(抜粋):
----

開発途上国支援へ、半世紀にわたり本県から551人を送り出してきた国際協力機構(JICA)の青年海外協力隊。出発から任期中の家族のケア、帰国後の就職相談まで、活動を下支えする「県青年海外協力隊を支援する会」3代目会長に7月、就任した。
自身も20~40代、協力隊員を皮切りに国連ボランティアやJICA派遣専門家として、ネパールとフィリピンで野菜栽培技術などの普及に心血を注いだ。中でもネパールでの綿花栽培は、ほぼゼロからのスタートで苦労も多かったが、「開墾や道路、排水路整備など専門以外でも何でもやった。その経験が帰国後の進路に生きた」。
発足から一度も派遣が途絶えたことがない協力隊の活動も、新型コロナウイルス禍が直撃。JICAは3月、安全確保のため全隊員の一時帰国を決めた。県内でも26人が待機し、今も再派遣の見通しは立たない。

----

(入力データ):
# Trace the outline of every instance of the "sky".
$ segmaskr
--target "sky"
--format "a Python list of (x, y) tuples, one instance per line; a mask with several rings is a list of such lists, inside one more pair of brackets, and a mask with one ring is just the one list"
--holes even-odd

----

(課題について): 上の抜粋を一字も変えずに全文出力してください。

(問題の解答):
開発途上国支援へ、半世紀にわたり本県から551人を送り出してきた国際協力機構(JICA)の青年海外協力隊。出発から任期中の家族のケア、帰国後の就職相談まで、活動を下支えする「県青年海外協力隊を支援する会」3代目会長に7月、就任した。
自身も20~40代、協力隊員を皮切りに国連ボランティアやJICA派遣専門家として、ネパールとフィリピンで野菜栽培技術などの普及に心血を注いだ。中でもネパールでの綿花栽培は、ほぼゼロからのスタートで苦労も多かったが、「開墾や道路、排水路整備など専門以外でも何でもやった。その経験が帰国後の進路に生きた」。
発足から一度も派遣が途絶えたことがない協力隊の活動も、新型コロナウイルス禍が直撃。JICAは3月、安全確保のため全隊員の一時帰国を決めた。県内でも26人が待機し、今も再派遣の見通しは立たない。